++++ Texto de origem ++++

Há muito que a Unesco se interessa pelas questões urbanas. Por isso, não é de estranhar que o tema das “cidades criativas”, que casa questões urbanas com questões culturais caras à organização, tenha levado a Unesco a constituir uma Rede de Cidades Criativas.
Ao constituir esta rede, a Unesco reconhece o protagonismo crescente das cidades, mas também a importância que a cultura e as atividades culturais desempenham atualmente, e de forma crescente, na dinamização e transformação urbanas. Por outro lado, como a própria Unesco justifica ao explicar as razões que levaram à criação desta rede, não deixa de ser relevante o facto de a questão da criatividade animar crescentemente as agendas políticas locais e nacionais e de ser vista como um elemento central das estratégias de desenvolvimento econômico. Acresce que a Unesco tem estado, nas últimas décadas, particularmente ativa no domínio da criação e sustentação de redes, reconhecendo, neste caso, que uma rede de cidades criativas é importante na exata medida em que as indústrias criativas constituem hoje a base da estrutura social de muitas cidades, reforçando a diversidade cultural, estimulando a vida quotidiana e contribuindo para a consolidação da identidade local e da autoestima. A Rede das Cidades Criativas resultou da iniciativa “Aliança global em prol da diversidade cultural”, lançada pela Unesco em 2004.
Em termos gerais, a Rede constitui‑se para promover a diversidade cultural e o desenvolvimento urbano sustentável. Aposta, especificamente, no desenvolvimento da cooperação internacional entre cidades, promovendo a constituição de parcerias para o desenvolvimento no contexto das prioridades globais estabelecidas pela Unesco: “cultura e desenvolvimento” e “desenvolvimento sustentável”. As noções de “economia criativa” e “turismo criativo” fundamentam e orientam a existência da Rede, procurando funcionar como eixos estruturantes das ações desenvolvidas no âmbito das parcerias. Estas, disseminando‑se por várias áreas da cultura, visam promover a partilha de experiências e contribuir para a emergência de novas oportunidades de cooperação numa base mundial. As cidades podem aderir à Rede, seja enquanto “centros criativos”, seja enquanto “agrupamentos socioculturais”. Os centros criativos orientam‑se para a promoção do desenvolvimento socioeconómico e cultural, quer nos países desenvolvidos, quer nos países em vias de desenvolvimento, através das indústrias criativas. Os agrupamentos socioculturais pretendem reforçar as relações entre comunidades diferenciadas, no domínio sociocultural, de modo a criar ambientes urbanos equilibrados.
São 34 as cidades que integram atualmente a Rede das Cidades Criativas, repartindo‑se pelas 7 áreas das indústrias criativas fixadas pela Unesco: literatura, cinema, música, artesanato e artes populares, design, artes numéricas e gastronomia. Design, com 11 cidades aderentes, é a área que reúne maior número de membros. Artes numéricas, com um único membro, é a área menos participada. Entre os membros da Rede contam‑se grandes cidades, como Pequim (design), Kobe (design), Shangai (design), Seoul (design); cidades médias, como Lyon (artes numéricas), Sydney (cinema), Buenos Aires (design), Berlim (design); e cidades de menor dimensão, como Edimburgo (literatura), Dublin (literatura), Reykjavik (literatura), Sevilha (música), Bolonha (música). Não há, neste conjunto de cidades, nenhuma que seja originária do universo da lusofonia. Não obstante esta diversidade, a Rede tem um manifesto problema de densidade, havendo áreas, como, por exemplo, artes numéricas e cinema, em que o número de cidades aderentes nem sequer cauciona o princípio da parceria.

++++ Dados fornecidos ++++

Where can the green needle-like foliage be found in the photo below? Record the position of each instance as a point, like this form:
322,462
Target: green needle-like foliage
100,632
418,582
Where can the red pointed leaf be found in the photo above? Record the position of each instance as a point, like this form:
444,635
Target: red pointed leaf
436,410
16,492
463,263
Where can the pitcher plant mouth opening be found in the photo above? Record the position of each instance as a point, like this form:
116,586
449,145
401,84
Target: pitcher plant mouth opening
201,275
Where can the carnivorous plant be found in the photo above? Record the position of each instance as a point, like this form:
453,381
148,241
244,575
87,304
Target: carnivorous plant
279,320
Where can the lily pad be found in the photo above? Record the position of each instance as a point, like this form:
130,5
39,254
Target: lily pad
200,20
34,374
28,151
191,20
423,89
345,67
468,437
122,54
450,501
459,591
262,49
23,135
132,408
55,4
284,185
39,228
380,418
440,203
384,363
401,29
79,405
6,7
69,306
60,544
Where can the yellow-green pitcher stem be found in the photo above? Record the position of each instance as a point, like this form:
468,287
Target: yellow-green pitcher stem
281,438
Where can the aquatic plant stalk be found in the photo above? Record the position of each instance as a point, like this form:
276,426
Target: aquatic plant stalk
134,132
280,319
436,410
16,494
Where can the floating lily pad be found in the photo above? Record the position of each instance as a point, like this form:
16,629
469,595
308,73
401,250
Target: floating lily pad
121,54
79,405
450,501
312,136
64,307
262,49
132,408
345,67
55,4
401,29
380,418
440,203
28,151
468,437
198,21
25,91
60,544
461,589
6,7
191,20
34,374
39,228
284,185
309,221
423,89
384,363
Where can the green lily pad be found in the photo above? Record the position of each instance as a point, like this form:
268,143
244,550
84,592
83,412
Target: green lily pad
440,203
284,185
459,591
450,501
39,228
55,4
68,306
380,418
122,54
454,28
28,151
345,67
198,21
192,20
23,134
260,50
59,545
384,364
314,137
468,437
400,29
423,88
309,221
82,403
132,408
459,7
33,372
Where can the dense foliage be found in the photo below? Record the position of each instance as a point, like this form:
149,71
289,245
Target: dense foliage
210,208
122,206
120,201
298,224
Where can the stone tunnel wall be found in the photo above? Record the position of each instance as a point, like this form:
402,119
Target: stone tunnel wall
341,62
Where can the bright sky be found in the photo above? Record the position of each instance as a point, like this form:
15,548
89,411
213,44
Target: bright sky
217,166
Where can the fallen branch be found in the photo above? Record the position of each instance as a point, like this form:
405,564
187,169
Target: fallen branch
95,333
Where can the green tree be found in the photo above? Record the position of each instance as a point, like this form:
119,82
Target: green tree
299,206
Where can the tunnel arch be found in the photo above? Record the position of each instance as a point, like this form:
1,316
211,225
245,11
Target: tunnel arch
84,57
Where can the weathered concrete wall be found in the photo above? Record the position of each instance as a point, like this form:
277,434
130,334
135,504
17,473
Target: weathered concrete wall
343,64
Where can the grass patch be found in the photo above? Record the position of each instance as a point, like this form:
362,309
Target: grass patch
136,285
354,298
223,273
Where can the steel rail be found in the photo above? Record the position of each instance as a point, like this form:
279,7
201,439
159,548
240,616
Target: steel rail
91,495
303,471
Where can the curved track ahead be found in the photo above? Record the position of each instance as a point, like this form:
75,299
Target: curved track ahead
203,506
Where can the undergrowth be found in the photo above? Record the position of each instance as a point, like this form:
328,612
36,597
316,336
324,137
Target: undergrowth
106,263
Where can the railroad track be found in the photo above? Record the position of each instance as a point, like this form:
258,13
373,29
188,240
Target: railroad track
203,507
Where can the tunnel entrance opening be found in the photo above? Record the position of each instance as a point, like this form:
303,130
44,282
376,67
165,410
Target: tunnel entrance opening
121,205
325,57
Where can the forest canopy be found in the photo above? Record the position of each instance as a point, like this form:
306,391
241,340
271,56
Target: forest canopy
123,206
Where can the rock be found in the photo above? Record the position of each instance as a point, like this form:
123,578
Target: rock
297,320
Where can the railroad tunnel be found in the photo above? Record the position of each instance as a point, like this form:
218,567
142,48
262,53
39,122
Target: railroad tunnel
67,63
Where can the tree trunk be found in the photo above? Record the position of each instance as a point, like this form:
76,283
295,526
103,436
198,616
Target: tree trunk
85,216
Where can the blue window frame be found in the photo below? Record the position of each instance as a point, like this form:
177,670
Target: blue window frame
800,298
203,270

++++

- [Lista de tarefas]:
#1 Por favor, reescreva em forma de lista o parágrafo do texto de origem que começa por "São 34 as cidades", mantendo os factos principais.
#2 Transcreva do texto de origem o trecho que começa em "Há muito que" e termina em "de Cidades Criativas.".
Os registos constituem material à parte, independente do texto de origem.

- [Respostas]:
#1
- A Rede das Cidades Criativas integra atualmente 34 cidades, repartidas pelas 7 áreas das indústrias criativas fixadas pela Unesco: literatura, cinema, música, artesanato e artes populares, design, artes numéricas e gastronomia.
- Design é a área com mais membros (11 cidades). Artes numéricas é a menos participada, com um único membro.
- Entre os membros há grandes cidades, como Pequim, Kobe, Shangai e Seoul (todas em design).
- Há também cidades médias, como Lyon (artes numéricas), Sydney (cinema), Buenos Aires e Berlim (design).
- Há ainda cidades de menor dimensão, como Edimburgo, Dublin e Reykjavik (literatura), Sevilha e Bolonha (música).
- Nenhuma das cidades é originária do universo da lusofonia.
- Apesar da diversidade, a Rede tem um problema de densidade. Em áreas como artes numéricas e cinema, o número de cidades aderentes nem sequer cauciona o princípio da parceria.

#2
Há muito que a Unesco se interessa pelas questões urbanas. Por isso, não é de estranhar que o tema das “cidades criativas”, que casa questões urbanas com questões culturais caras à organização, tenha levado a Unesco a constituir uma Rede de Cidades Criativas.